== SUPPLIED DATA

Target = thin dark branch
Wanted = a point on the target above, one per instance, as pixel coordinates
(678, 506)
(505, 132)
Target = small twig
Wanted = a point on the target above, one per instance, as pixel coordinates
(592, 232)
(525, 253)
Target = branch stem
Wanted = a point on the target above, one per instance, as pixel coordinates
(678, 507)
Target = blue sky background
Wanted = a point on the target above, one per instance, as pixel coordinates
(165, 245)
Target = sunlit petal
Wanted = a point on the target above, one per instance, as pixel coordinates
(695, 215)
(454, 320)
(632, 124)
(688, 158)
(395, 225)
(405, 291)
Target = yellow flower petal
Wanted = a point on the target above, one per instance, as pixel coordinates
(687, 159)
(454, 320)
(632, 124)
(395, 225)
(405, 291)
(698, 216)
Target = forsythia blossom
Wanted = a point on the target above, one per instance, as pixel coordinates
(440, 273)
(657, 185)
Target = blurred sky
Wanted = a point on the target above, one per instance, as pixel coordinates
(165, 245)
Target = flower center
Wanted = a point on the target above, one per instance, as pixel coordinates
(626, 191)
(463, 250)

====
== SUPPLIED DATA

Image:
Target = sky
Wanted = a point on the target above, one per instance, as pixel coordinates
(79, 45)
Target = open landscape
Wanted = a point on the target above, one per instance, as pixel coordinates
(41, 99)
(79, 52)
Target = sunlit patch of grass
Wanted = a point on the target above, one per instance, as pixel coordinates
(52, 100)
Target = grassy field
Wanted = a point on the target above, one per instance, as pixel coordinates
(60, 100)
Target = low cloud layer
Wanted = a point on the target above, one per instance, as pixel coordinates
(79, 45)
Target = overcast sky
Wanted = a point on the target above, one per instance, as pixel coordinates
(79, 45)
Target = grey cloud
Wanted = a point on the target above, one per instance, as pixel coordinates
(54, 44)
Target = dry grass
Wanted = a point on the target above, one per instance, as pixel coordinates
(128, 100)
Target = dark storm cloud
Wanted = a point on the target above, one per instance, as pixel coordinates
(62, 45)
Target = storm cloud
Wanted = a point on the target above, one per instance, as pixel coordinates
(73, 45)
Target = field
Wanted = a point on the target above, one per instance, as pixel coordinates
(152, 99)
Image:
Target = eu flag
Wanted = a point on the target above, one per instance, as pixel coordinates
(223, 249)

====
== SUPPLIED DATA

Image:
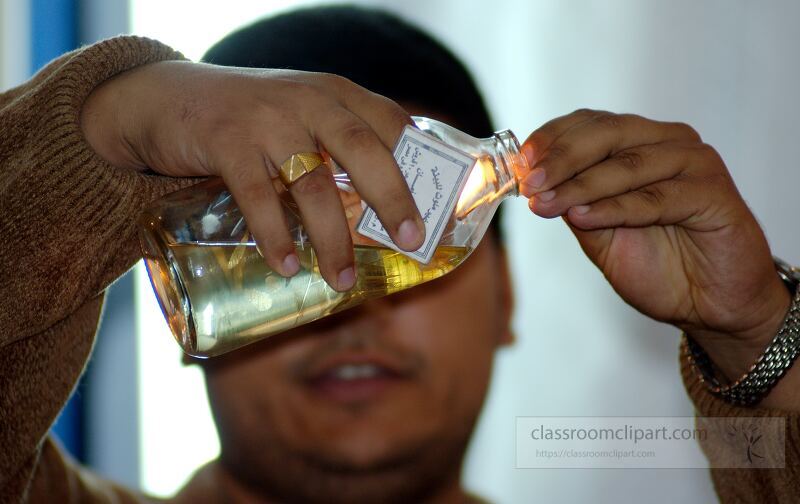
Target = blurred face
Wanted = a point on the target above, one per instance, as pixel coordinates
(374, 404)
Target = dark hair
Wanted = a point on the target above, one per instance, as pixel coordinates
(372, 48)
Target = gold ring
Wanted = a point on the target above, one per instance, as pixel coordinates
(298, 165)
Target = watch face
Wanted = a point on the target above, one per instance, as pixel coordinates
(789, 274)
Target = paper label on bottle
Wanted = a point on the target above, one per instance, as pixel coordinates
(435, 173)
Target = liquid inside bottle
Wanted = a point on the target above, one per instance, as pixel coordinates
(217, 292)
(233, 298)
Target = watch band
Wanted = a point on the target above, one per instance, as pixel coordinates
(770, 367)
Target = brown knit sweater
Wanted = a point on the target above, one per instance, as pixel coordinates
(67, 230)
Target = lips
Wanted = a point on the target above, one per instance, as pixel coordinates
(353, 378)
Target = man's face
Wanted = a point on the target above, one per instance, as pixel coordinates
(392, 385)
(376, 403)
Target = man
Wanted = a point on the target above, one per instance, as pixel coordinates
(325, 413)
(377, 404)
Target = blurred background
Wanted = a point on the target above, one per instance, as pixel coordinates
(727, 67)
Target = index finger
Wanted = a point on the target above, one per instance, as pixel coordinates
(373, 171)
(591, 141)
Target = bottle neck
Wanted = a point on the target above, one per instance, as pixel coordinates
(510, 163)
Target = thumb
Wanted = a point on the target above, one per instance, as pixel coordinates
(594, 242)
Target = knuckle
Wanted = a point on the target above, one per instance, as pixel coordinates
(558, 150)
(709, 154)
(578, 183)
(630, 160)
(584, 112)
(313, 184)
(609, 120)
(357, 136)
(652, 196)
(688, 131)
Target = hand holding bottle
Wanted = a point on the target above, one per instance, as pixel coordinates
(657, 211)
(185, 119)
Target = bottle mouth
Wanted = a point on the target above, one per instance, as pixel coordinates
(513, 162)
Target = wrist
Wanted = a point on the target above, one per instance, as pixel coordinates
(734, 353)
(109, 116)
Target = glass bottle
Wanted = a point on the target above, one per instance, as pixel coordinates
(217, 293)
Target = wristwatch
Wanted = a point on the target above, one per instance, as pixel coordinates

====

WRITTEN PROBLEM » State how many lines in the data contain the word "cloud", counting case as significant. Give only the number.

FINISHED TASK » 4